>> start INPUT DATA
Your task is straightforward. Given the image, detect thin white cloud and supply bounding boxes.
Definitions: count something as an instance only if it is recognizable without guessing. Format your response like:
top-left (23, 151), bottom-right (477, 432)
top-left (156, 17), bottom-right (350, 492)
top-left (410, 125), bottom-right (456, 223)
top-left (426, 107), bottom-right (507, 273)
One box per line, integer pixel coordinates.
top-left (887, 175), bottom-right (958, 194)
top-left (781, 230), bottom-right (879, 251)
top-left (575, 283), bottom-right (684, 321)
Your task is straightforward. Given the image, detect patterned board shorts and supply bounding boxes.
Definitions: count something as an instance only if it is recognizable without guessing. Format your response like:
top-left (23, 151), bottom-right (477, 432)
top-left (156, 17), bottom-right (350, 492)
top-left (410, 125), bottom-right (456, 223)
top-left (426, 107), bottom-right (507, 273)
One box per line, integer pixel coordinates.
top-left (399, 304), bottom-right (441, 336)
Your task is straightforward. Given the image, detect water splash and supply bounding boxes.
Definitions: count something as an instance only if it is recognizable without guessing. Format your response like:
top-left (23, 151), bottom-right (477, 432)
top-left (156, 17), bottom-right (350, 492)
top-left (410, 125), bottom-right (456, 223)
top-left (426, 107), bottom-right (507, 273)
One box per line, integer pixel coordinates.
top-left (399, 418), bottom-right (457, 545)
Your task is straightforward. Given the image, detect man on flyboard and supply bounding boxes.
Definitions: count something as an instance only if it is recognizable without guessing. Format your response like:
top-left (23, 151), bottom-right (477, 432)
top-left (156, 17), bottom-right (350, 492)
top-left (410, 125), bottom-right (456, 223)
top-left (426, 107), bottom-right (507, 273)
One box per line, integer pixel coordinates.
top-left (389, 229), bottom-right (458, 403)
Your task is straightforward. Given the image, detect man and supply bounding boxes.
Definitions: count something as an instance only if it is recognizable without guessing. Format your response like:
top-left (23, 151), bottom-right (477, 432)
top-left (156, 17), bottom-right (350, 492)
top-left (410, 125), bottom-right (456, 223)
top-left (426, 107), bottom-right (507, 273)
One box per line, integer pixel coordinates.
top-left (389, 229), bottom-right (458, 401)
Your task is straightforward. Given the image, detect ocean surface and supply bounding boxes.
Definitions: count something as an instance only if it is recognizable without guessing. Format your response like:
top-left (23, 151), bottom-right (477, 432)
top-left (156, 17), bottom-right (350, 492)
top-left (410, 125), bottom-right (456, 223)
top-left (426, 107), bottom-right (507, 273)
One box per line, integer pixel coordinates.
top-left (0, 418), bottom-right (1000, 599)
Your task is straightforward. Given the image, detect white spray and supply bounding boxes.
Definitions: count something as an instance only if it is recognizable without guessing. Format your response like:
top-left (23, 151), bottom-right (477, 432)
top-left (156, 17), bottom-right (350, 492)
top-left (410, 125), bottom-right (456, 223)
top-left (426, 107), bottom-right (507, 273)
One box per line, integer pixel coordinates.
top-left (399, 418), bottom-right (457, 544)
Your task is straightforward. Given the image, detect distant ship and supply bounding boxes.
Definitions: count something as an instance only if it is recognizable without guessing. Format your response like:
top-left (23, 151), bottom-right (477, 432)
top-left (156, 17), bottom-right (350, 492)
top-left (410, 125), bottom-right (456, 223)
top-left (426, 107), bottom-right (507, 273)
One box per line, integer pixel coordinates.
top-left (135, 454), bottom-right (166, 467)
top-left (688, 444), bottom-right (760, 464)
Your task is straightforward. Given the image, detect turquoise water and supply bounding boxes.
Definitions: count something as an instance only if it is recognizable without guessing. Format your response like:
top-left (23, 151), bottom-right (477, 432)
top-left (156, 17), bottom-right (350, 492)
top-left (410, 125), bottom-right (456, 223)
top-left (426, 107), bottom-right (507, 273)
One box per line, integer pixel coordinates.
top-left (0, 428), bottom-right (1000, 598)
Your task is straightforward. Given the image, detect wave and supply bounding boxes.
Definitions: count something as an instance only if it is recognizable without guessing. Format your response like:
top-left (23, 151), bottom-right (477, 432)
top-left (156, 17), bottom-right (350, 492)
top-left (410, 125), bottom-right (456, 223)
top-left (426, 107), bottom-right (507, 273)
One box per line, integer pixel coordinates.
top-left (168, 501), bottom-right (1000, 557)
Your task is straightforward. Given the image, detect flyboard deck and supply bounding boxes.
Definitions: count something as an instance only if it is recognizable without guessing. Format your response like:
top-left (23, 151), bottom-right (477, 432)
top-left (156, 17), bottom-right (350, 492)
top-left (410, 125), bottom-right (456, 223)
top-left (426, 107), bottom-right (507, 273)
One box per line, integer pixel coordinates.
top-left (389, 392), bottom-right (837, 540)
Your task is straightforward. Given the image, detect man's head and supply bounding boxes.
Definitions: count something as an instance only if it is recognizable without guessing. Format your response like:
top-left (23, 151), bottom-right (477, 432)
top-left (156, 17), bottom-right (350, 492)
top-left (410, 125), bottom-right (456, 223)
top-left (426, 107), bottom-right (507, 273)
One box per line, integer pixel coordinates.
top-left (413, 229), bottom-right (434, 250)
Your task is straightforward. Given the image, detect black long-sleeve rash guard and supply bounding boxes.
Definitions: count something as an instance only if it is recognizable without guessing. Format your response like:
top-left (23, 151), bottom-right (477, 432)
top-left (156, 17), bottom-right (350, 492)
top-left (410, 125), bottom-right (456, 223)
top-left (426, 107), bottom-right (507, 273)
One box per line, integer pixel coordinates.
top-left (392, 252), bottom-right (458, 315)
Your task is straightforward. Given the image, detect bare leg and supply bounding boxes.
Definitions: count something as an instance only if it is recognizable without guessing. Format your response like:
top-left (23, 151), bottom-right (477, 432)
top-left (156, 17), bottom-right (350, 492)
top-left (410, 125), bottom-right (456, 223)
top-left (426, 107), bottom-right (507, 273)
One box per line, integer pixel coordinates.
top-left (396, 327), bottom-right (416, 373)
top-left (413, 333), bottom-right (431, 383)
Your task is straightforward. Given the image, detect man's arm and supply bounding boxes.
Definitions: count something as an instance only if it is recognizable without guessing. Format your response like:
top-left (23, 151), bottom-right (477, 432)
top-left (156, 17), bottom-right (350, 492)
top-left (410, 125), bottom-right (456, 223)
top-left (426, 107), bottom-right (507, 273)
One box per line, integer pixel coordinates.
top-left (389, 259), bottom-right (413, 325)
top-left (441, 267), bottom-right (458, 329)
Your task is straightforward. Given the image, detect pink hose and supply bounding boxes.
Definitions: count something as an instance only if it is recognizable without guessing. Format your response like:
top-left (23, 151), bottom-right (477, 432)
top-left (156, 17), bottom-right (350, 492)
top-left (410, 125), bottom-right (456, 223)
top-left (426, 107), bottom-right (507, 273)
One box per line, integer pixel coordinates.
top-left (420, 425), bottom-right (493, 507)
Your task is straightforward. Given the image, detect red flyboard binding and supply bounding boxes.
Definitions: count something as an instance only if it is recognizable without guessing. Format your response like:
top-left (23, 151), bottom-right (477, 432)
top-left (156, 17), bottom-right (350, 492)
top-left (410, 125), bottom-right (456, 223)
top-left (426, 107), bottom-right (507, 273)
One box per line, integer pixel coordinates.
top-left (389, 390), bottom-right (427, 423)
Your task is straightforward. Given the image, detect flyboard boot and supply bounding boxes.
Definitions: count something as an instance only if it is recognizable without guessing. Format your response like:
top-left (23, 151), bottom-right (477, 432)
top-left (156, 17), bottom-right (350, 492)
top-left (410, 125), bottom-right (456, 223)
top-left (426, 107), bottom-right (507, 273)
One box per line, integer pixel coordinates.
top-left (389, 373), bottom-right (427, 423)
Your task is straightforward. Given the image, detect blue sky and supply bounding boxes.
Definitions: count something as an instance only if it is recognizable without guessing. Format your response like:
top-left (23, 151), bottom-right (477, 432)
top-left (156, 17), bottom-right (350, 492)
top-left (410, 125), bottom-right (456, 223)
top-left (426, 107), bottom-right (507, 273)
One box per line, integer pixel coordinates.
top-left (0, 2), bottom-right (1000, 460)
>> end INPUT DATA
TASK BRIEF: Copy out the lines from the one containing "Your task is straightforward. Given the image, detect pink" through the one containing "top-left (420, 425), bottom-right (493, 507)", inclusive, keeping them unchanged.

RESPONSE TO THE EXERCISE:
Your task is straightforward. Given the image, detect pink hose and supply bounding boxes.
Definitions: count something as an instance only if it is recognizable without guessing. Format your response like:
top-left (23, 151), bottom-right (477, 432)
top-left (156, 17), bottom-right (350, 492)
top-left (410, 125), bottom-right (456, 223)
top-left (426, 107), bottom-right (507, 273)
One box per line, integer pixel coordinates.
top-left (420, 425), bottom-right (493, 507)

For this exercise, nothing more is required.